• Brief 1
Answer these from the article about Spain's fast-track demolitions:
(a) How much notice can owners now be given before council bulldozers are sent in?
(b) How many Britons are estimated to have properties in the hillsides of Almanzora?
(c) How far is Almanzora from the coastal city of Almeria, and in which direction?
• Brief 2
Rewrite everything from "Telegraph 9 5" down to "government of Andalusia." in the article on Spain's demolition law, replacing "Andalusia" with "Andalucía".
• Brief 3
Carry on the article about expats and Spain's fast-track demolition law from the point where it stops.
══ Page extract ══
9.5.10

Telegraph 9 5 2010

Expats fear the arrival of Spain's fast-track demolition

Britons living in Spain have been warned that some face "express demolition" of their houses under a tough new law announced by the regional government of Andalusia.

 
Maura Hillen
Maura Hillen, pictured with husband John, has set up a group of Britons who, like her, have been given demolition orders. Photo: SOLARPIX

Owners of homes which are retrospectively judged to have fallen foul of regional planning rules can now be given just one month's notice that council bulldozers are being sent in, as part of a crackdown on excessive development in one of Spain's most popular regions.

Thousands of homes that were bought or built in good faith across the area are at risk since the regional authority began reviewing local councils' planning approvals - and concluded that in many cases, permission to build should never have been granted.

The threat of sending in bulldozers at short notice has horrified the estimated 5,000 Britons with properties in the hillsides of Almanzora, one of the worst affected areas 60 miles north of the coastal city of Almeria in southern Spain.

Hundreds of properties have already been served with demolition orders, but most homeowners had not felt under immediate threat because of Spain's slow-moving legal system. They believe that the fast-track demolition orders will change that.
═══
══ Dataset records ══
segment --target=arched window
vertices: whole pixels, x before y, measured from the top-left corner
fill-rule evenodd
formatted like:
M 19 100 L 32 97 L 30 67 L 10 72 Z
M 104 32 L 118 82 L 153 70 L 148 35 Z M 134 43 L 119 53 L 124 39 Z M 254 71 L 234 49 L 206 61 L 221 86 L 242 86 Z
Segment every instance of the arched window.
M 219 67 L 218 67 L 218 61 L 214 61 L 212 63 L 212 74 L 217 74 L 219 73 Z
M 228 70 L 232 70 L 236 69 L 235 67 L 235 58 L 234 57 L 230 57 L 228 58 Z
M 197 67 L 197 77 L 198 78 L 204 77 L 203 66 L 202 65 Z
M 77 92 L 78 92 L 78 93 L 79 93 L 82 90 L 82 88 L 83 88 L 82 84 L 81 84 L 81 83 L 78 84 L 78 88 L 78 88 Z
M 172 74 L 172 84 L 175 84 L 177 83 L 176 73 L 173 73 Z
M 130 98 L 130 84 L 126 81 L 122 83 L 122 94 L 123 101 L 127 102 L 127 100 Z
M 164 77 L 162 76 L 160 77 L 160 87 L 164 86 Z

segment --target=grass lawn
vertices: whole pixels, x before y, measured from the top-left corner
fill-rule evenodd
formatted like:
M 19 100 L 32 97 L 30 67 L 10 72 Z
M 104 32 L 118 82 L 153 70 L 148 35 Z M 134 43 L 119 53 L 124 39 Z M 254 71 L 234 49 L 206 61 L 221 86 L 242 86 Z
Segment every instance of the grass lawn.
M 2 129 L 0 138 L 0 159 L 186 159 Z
═══
• Expected output 1
(a) One month.
(b) An estimated 5,000.
(c) 60 miles north.

• Expected output 2
Telegraph 9 5 2010

Expats fear the arrival of Spain's fast-track demolition

Britons living in Spain have been warned that some face "express demolition" of their houses under a tough new law announced by the regional government of Andalucía.

• Expected output 3
"The fast-track orders could speed up the legal process and hasten demolitions," said Maura Hillen, who organised a mass rally against them in Malaga. To add insult to injury, after a demolition the victim would have to pay the municipality for the bulldozer.

"We are really worried about express demolition, because officials here have a habit of doing crazy things," she said.

The former IT specialist in the City of London, aged 46, has set up a group of Britons who, like her, have been given demolition orders. They are using skills from their former professional lives and funds raised from car boot sales to pay for their campaign.

They call themselves the "Albox 8", after the small town where they live, whose population has risen from 15,000 to 22,000 over the last decade. Builders and property developers prospered as new villas sprouted during a four-year property boom that began in 2000, and local officials praised the foreigners who brought money to the impoverished region. Almost overnight, on dusty roads where there had once been plodding donkeys, newly rich farmers were driving Mercedes limousines.

Then Spain's overheated property market was rocked by a series of corruption scandals, and the regional government began scrutinising permission granted by local council officials.

Half-built properties are thought to be at greatest risk of the new, prompt demolitions, putting people like John and Liz Brown, originally from Hampshire, into the firing line.

The whitewashed churches and almond groves seen from their villa make up the kind of spectacular view they dreamt of before they took the plunge and sold up in Britain.

But the couple have never moved into a property on which they spent £140,000, after a court order stopped construction before the windows were fitted. Since then they have fought a legal battle to be allowed to live there.

Now there is a real chance that officials will send in a bulldozer in the coming months to flatten the house on which they have spent their life saving, but where they have never lived.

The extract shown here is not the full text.